[Records provided]
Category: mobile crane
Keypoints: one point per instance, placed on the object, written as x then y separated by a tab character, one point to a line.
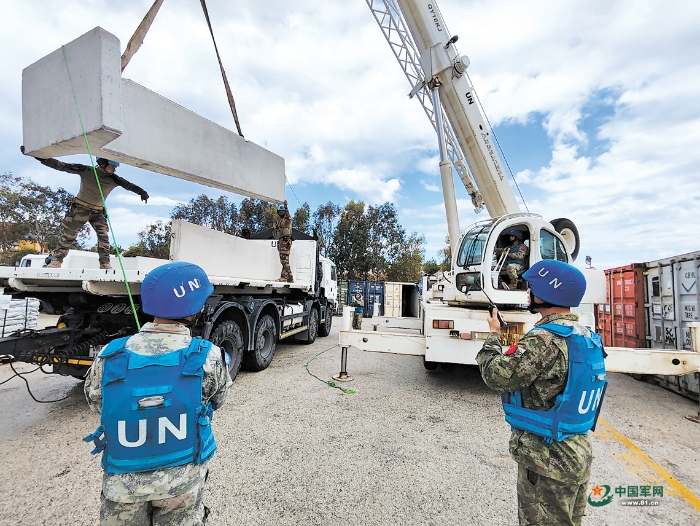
453	316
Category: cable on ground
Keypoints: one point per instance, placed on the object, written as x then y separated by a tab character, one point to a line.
21	376
330	383
104	205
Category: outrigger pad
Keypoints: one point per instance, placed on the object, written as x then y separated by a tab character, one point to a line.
131	124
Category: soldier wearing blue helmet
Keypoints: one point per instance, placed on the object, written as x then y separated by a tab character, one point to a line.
552	384
156	393
87	207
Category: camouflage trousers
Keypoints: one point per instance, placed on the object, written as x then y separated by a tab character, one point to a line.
357	320
184	510
284	246
77	216
544	501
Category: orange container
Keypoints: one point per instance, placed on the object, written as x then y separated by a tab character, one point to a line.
621	321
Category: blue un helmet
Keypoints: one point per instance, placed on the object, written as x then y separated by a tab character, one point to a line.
556	282
175	290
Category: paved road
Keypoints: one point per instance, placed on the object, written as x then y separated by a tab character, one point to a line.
409	447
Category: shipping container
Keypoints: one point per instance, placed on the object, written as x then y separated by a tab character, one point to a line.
372	294
650	306
342	296
620	321
673	301
400	299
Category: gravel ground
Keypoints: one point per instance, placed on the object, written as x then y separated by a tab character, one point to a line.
409	447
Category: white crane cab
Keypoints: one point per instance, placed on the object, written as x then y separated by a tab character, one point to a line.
493	254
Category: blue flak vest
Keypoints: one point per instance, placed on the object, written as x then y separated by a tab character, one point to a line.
576	410
152	411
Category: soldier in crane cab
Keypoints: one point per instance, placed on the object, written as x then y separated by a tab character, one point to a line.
552	384
88	206
282	232
515	258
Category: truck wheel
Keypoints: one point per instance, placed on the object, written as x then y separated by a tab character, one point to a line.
229	337
264	345
313	326
325	328
566	229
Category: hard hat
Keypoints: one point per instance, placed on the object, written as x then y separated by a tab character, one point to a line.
175	290
556	282
515	232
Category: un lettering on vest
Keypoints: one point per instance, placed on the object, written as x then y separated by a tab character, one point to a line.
593	400
194	284
164	424
555	282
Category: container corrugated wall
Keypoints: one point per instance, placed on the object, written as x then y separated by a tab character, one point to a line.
620	321
673	300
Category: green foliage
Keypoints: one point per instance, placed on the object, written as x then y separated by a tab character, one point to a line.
302	219
325	222
154	242
431	267
32	212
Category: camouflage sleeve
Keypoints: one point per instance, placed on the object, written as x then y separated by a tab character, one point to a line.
93	386
64	167
217	382
520	365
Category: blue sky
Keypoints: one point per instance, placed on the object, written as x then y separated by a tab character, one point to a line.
594	103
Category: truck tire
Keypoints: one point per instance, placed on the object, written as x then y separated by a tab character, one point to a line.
313	326
566	229
264	345
228	335
324	329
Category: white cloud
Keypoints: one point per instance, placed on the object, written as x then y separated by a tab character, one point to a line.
317	83
154	200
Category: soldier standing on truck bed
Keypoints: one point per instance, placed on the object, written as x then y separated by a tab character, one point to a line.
282	232
156	392
552	384
87	206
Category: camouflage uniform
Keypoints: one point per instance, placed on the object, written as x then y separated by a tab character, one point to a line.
170	495
359	305
283	234
514	261
552	478
87	207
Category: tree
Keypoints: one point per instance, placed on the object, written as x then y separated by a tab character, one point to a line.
154	242
219	214
302	219
350	245
29	211
257	215
325	221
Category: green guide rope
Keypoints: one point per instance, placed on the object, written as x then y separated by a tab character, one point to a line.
99	186
330	383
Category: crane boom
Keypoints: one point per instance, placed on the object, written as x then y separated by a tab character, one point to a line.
443	68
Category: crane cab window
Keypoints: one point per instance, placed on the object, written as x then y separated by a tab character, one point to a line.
473	245
511	257
551	247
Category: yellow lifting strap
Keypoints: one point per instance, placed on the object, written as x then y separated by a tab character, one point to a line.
140	34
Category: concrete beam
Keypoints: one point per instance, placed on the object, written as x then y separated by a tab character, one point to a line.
129	123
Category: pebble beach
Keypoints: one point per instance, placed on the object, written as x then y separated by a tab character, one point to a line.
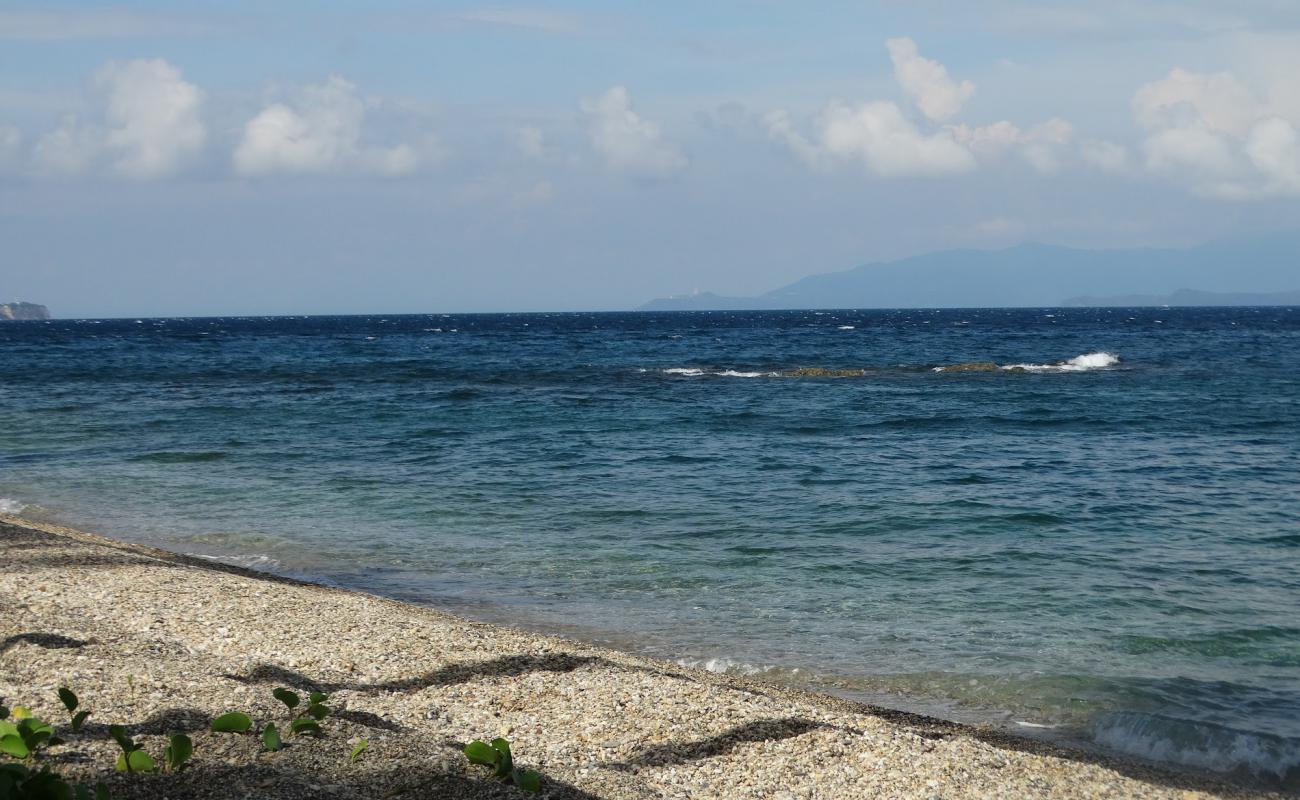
[/Records provided]
▸ Task prompt
Pull every line containing "ground" out of the data above.

▸ Response
Category: cable on ground
Category: gravel ground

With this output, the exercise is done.